(Items listed in a dataset)
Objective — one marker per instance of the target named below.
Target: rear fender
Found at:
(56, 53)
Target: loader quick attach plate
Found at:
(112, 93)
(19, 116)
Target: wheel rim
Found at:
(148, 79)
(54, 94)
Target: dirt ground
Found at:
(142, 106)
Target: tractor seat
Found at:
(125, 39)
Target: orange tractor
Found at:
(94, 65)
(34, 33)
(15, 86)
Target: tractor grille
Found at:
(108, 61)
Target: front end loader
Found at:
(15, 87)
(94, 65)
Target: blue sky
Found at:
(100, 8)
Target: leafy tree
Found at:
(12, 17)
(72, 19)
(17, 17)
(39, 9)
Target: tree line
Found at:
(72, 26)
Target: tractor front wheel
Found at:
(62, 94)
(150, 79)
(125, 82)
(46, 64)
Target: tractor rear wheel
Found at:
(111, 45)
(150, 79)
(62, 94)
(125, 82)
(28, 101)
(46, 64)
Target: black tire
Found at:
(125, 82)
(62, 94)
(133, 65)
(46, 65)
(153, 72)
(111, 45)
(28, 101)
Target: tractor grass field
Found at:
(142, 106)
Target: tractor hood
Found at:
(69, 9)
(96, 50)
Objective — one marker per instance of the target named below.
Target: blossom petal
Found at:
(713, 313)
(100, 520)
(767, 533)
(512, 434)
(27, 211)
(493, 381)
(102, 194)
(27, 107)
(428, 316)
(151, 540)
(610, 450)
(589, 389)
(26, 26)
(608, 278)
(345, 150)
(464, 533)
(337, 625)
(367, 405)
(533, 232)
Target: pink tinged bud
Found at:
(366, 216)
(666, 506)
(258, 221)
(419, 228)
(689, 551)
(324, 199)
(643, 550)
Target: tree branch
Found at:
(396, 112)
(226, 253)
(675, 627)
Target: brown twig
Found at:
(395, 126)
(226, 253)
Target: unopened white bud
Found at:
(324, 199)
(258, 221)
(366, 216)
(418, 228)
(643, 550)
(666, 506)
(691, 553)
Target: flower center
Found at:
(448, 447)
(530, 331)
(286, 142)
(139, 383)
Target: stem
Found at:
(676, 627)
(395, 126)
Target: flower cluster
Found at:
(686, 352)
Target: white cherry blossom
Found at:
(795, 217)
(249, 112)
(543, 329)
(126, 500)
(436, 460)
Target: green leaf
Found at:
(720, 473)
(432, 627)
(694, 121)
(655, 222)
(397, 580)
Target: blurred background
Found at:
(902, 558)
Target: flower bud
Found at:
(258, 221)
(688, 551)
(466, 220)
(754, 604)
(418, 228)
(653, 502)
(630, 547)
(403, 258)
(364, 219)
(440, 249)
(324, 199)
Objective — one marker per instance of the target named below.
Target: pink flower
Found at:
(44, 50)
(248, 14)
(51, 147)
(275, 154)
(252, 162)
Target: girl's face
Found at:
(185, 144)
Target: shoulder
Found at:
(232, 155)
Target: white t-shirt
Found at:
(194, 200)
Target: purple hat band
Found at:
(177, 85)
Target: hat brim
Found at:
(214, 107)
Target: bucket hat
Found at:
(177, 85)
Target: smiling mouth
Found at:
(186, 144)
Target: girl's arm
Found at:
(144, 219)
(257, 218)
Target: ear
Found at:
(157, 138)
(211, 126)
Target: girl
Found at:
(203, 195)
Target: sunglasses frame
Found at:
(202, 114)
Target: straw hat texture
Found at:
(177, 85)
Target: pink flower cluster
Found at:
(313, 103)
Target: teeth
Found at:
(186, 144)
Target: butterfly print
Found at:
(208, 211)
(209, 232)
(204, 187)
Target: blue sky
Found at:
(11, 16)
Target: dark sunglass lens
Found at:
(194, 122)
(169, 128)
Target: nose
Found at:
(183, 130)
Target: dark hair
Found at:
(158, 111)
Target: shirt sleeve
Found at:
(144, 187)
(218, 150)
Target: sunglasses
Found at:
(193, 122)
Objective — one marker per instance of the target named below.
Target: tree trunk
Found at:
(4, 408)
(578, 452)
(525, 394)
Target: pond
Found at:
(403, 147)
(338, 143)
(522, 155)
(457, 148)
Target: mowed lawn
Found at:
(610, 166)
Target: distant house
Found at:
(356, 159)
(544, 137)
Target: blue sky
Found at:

Problem statement >>
Check each line above for the word "white", and copy the lines where it appears.

Task output >>
Target: unopened white bud
Target: white cherry blossom
Target: white t-shirt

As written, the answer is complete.